#### [Provided records]

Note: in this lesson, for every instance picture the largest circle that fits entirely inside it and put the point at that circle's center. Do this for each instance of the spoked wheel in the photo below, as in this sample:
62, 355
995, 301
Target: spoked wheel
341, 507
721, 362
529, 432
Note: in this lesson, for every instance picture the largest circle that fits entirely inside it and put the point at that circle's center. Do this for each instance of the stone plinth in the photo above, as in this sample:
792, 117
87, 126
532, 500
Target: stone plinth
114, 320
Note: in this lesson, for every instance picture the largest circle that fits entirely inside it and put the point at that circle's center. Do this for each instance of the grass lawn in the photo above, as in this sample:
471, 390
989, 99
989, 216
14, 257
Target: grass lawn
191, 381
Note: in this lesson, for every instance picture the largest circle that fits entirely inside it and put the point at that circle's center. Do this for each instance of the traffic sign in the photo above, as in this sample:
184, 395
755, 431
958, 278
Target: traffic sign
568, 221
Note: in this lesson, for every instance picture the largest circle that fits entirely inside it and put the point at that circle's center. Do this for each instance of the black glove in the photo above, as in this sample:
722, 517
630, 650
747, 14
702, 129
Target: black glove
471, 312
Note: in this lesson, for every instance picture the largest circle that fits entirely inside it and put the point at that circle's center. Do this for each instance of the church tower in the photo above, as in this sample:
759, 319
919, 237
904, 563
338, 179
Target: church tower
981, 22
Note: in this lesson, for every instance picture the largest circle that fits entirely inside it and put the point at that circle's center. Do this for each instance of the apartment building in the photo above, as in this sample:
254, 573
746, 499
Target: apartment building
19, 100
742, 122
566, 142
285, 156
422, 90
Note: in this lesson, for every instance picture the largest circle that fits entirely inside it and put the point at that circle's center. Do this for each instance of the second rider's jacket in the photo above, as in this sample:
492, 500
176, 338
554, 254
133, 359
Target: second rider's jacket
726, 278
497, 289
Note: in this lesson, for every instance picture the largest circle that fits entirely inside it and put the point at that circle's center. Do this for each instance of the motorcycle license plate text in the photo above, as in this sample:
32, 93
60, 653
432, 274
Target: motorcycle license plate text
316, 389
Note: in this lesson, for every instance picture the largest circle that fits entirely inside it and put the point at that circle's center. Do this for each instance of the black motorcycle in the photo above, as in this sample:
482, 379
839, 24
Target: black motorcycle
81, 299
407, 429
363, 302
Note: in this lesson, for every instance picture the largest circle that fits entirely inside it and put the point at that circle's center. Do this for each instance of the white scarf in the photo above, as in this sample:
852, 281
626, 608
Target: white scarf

#### [What this task involves]
Format every line of the material above as a JSON list of strings, one string per line, with blank lines omitted.

#### [Answer to the task]
[
  "Note: in this lesson, for every instance picture the largest circle that fits entirely inside it and put the point at that circle's center. Do this for each instance of the spoked wheel in the photo below, as in this sample:",
  "62, 355",
  "995, 301",
  "Target: spoked wheel",
  "341, 507",
  "721, 362",
  "529, 432",
  "Note: in this lesson, for every instance picture the largest circle that fits entirely inside it and put the point at that circle's center. Do this for each instance of the stone plinth in the photo above, as in this sample:",
  "792, 117",
  "87, 126",
  "532, 500",
  "Target: stone plinth",
  "114, 320",
  "Note: in this lesson, for every instance picture the largest circle that fits entirely inside it and put the point at that circle's center. Do this for each instance of the grass lawn in the photo above, as in this sample:",
  "471, 390",
  "989, 99",
  "989, 216",
  "14, 257",
  "Target: grass lawn",
  "191, 381",
  "Note: in this lesson, for every instance picture the largest circle that fits entirely inside it and put the point at that circle's center. Do this for each instance of the traffic sign in the photo above, as in this sample:",
  "184, 395",
  "755, 431",
  "958, 278",
  "Target: traffic sign",
  "568, 221",
  "Note: in this lesson, for every instance picture the largest circle that fits entirely inside it and put the point at that circle's center. Do this for each instance of the black glove in the photo above, as in this sample:",
  "722, 517",
  "630, 650",
  "747, 14",
  "702, 129",
  "Target: black glove",
  "471, 312",
  "Note: in this lesson, for every instance picture the largest circle that fits entirely inside it and put the point at that circle's center. Do this for each instance of the church tower in the photo above, as in this sample:",
  "759, 319",
  "919, 237",
  "904, 563",
  "338, 179",
  "Target: church tower",
  "981, 22",
  "Note: in this lesson, for every instance picture the largest circle that fits entirely inside it and put the point at that circle's center. Do this for each instance of the apartment building in the photo above, as in this sample:",
  "254, 573",
  "746, 499",
  "Target: apartment building",
  "19, 100",
  "742, 122",
  "566, 142",
  "285, 156",
  "422, 90",
  "Note: in this lesson, for every instance picture the largest circle that fits entirely inside it and put the point at that circle's center. Do this for each instance of the second rider's jacket in the photo above, as in this sample:",
  "492, 500",
  "176, 338",
  "554, 254",
  "133, 359",
  "Target: second rider's jacket",
  "726, 278",
  "497, 289",
  "Note: in this lesson, for every instance picture the largest circle that fits entirely inside it and put the point at that circle's center. Do this for each instance of the motorcycle license plate text in the photo above, as in this sample:",
  "32, 93",
  "60, 653",
  "432, 274",
  "Target: motorcycle license plate text",
  "316, 389",
  "Note: in this lesson, for every instance picture the largest circle that fits entirely inside it and put the point at that circle's center. Do this for each instance of the black motorcycle in the photo above, as in this sample:",
  "482, 379",
  "839, 24",
  "Target: black motorcycle",
  "81, 299",
  "407, 429",
  "363, 302",
  "Note: in this lesson, for every instance picture the largest circle that fits entirely inside it and put the point at that circle's center. Do this for each instance of the white scarf in the photo above, as in this sample:",
  "852, 281",
  "626, 608",
  "Target: white scarf"
]